Work to be completed: Please copy, exactly as written, the span from the first line below to the line that contains "Target: grassy bank", including both, and skip the pictures.

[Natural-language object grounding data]
■ ■ ■ ■ ■

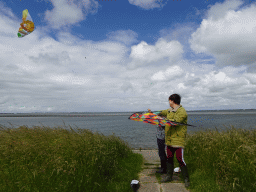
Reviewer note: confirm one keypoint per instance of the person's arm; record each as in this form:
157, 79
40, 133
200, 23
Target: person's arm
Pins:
179, 116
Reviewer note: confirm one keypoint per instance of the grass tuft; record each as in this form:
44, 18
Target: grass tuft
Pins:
57, 159
222, 161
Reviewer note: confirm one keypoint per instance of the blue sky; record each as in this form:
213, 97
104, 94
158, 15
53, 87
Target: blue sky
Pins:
138, 53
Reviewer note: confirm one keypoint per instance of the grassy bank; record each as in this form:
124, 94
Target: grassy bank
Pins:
47, 159
222, 161
57, 159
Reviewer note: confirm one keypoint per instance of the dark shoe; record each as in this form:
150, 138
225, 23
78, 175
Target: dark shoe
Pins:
162, 171
163, 167
169, 173
187, 184
184, 171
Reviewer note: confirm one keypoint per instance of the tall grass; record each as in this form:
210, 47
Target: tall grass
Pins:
222, 161
57, 159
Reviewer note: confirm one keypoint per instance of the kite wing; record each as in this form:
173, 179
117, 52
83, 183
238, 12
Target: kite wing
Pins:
151, 118
27, 25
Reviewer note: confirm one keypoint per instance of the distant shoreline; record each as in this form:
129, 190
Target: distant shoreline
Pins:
93, 114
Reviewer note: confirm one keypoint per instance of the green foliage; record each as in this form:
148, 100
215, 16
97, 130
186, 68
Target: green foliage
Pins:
57, 159
222, 161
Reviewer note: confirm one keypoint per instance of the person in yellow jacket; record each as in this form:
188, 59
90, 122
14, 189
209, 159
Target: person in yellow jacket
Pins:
175, 137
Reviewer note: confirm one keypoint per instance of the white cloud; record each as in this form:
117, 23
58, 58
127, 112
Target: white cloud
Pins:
124, 36
228, 35
170, 73
43, 74
67, 13
147, 4
143, 54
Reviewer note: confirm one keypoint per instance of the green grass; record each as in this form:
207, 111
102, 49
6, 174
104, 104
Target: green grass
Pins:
222, 161
57, 159
61, 159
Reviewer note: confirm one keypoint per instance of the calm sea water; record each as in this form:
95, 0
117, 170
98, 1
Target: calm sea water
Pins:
137, 134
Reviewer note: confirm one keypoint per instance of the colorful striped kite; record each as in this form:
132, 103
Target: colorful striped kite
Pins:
154, 119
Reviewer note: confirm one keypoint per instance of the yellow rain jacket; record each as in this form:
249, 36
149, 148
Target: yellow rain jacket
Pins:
175, 135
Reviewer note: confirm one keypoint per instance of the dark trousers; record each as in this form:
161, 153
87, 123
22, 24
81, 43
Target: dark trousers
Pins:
161, 149
179, 155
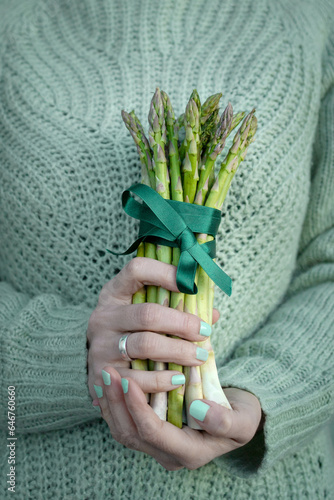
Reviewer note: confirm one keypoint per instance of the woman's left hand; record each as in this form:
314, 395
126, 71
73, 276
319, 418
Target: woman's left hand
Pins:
134, 424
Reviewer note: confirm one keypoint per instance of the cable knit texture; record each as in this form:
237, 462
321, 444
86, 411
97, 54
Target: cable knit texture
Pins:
67, 69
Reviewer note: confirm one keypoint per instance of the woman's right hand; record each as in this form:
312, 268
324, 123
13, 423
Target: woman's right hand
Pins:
115, 316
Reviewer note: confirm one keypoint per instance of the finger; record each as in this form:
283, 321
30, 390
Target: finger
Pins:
116, 413
215, 316
138, 272
154, 381
148, 345
221, 422
157, 318
183, 447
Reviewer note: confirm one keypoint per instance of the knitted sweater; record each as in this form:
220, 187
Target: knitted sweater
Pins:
67, 69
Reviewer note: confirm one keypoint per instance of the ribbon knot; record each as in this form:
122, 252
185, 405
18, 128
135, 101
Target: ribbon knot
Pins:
186, 240
173, 223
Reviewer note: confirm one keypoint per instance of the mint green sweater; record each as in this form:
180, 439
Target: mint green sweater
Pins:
67, 68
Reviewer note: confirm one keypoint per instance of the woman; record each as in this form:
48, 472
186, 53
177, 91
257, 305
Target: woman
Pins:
67, 70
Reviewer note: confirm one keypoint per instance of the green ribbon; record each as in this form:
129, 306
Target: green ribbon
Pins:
173, 223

■ ■ ■ ■ ■

Reply to the task:
Reviewer note: confirm one keypoint per instance of the person's arm; record each as in this form:
157, 79
40, 133
200, 23
Target: person's arm
Pins:
179, 116
Reviewer note: confirm one keypoint per instance of the grass tuft; record each as in this form:
44, 18
Target: grass tuft
Pins:
57, 159
222, 161
Reviewer note: confirm one keypoint per instance of the blue sky; record each as in this form:
213, 97
104, 94
158, 15
53, 87
Target: blue sky
Pins:
138, 53
Reviewer note: confirm one keypoint per instance of the grassy bank; record each as in this form:
124, 94
Target: grassy bank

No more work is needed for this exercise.